--- WORK TO BE COMPLETED ---
When you reach the line containing "Q: Tag each instance of the flower cluster" in the records below, start copying exactly, and stop once you have copied the line containing "Q: Tag each instance of the narrow".

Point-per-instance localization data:
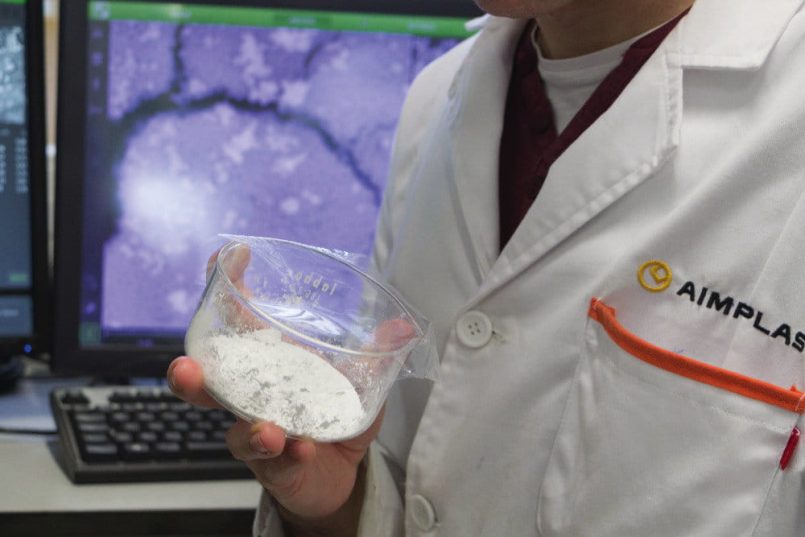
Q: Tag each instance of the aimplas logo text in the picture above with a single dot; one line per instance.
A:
(735, 309)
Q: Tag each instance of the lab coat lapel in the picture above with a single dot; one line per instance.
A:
(478, 99)
(622, 148)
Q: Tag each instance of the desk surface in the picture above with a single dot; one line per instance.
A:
(34, 482)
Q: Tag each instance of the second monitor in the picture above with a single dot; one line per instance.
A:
(178, 122)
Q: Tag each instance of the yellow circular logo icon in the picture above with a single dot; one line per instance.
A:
(654, 276)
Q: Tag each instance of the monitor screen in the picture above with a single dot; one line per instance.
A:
(182, 121)
(23, 227)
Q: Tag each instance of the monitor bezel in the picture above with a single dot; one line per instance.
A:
(40, 292)
(123, 360)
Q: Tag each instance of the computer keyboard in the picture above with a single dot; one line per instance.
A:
(123, 434)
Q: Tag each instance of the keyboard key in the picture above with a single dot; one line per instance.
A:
(122, 437)
(100, 452)
(95, 438)
(74, 397)
(208, 449)
(90, 417)
(204, 426)
(120, 417)
(197, 436)
(131, 427)
(156, 426)
(147, 436)
(180, 426)
(170, 449)
(136, 451)
(93, 427)
(172, 436)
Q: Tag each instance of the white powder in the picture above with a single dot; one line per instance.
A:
(261, 377)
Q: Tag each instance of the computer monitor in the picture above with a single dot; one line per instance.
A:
(182, 121)
(24, 271)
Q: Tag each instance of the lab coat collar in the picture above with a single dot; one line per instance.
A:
(732, 34)
(590, 176)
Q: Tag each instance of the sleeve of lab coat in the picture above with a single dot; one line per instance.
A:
(381, 514)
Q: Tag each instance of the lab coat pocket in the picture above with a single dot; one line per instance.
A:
(656, 444)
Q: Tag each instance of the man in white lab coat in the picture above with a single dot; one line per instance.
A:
(621, 333)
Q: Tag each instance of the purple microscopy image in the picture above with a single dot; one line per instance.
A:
(252, 131)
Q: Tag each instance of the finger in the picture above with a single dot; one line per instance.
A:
(186, 380)
(249, 442)
(393, 334)
(279, 474)
(211, 263)
(236, 262)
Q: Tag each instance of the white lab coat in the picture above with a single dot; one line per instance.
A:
(558, 423)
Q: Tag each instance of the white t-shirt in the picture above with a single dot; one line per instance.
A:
(570, 82)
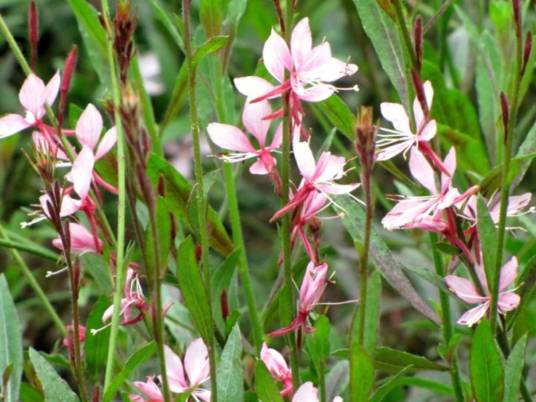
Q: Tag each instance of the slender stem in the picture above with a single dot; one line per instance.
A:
(243, 268)
(288, 294)
(200, 197)
(121, 210)
(35, 285)
(446, 320)
(505, 183)
(399, 13)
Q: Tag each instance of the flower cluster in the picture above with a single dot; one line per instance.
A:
(445, 209)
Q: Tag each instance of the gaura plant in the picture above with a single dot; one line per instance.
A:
(200, 204)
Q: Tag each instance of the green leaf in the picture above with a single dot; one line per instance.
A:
(96, 267)
(177, 196)
(488, 240)
(192, 289)
(485, 365)
(386, 40)
(513, 370)
(392, 359)
(210, 46)
(361, 374)
(138, 358)
(96, 345)
(94, 36)
(338, 114)
(54, 387)
(389, 267)
(318, 344)
(230, 370)
(11, 342)
(267, 390)
(389, 385)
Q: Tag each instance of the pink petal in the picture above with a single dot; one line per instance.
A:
(253, 87)
(464, 289)
(474, 315)
(229, 137)
(301, 42)
(11, 124)
(175, 372)
(252, 117)
(508, 274)
(395, 113)
(89, 127)
(258, 168)
(304, 159)
(306, 393)
(52, 89)
(508, 302)
(422, 171)
(276, 56)
(82, 172)
(106, 143)
(196, 363)
(33, 95)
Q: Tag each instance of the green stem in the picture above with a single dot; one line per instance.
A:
(121, 210)
(243, 268)
(199, 193)
(288, 291)
(505, 184)
(35, 285)
(446, 320)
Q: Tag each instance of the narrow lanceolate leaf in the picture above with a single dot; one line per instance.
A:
(192, 289)
(267, 390)
(361, 374)
(513, 371)
(385, 38)
(54, 387)
(488, 240)
(10, 342)
(230, 370)
(485, 366)
(93, 35)
(133, 362)
(389, 267)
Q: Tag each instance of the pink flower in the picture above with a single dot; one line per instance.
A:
(468, 292)
(402, 138)
(410, 212)
(277, 366)
(196, 370)
(233, 139)
(150, 391)
(132, 298)
(88, 131)
(317, 176)
(311, 68)
(313, 205)
(313, 285)
(34, 96)
(82, 241)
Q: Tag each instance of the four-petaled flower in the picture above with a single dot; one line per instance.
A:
(278, 368)
(403, 138)
(468, 292)
(34, 96)
(233, 139)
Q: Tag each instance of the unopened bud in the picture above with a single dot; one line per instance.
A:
(417, 41)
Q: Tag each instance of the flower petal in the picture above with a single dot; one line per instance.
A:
(229, 137)
(11, 124)
(196, 363)
(276, 56)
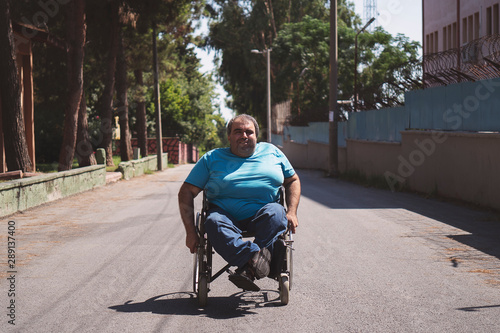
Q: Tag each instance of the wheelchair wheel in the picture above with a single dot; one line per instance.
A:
(284, 287)
(289, 258)
(202, 265)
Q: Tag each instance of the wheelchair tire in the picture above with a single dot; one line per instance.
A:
(284, 285)
(202, 291)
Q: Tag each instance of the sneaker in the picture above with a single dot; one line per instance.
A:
(279, 253)
(260, 263)
(243, 278)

--- RESULT FOR THIS EXERCISE ---
Q: Tag each instance of the flower cluster in the picture above with a single dot; one line per instance.
A:
(445, 209)
Q: Tag each instance of the gaura plant in the picture above with a single dot; one line per instance.
A:
(200, 204)
Q: Tag each instance of the green leaf in the picture above with a single dot; one line per instance.
A:
(96, 267)
(177, 196)
(488, 240)
(192, 289)
(485, 365)
(386, 40)
(513, 370)
(392, 359)
(210, 46)
(361, 374)
(138, 358)
(96, 345)
(94, 36)
(338, 114)
(54, 387)
(389, 267)
(318, 344)
(230, 370)
(11, 342)
(267, 390)
(389, 385)
Q: Tag each instance of the pink petal in the picture above with a single dot; one line per instance.
A:
(253, 87)
(464, 289)
(474, 315)
(229, 137)
(301, 42)
(11, 124)
(175, 372)
(252, 117)
(508, 274)
(395, 113)
(89, 127)
(258, 168)
(304, 159)
(306, 393)
(52, 89)
(508, 302)
(422, 171)
(276, 56)
(82, 172)
(106, 143)
(196, 363)
(33, 95)
Q: Tag each instance of the green stem in the picture above with a single dot; one line per instance.
A:
(121, 210)
(243, 268)
(199, 193)
(288, 291)
(505, 184)
(35, 285)
(446, 320)
Q: Tag each instance of the narrow lanceolate leaf in the picture above with a single dot; one line per instance.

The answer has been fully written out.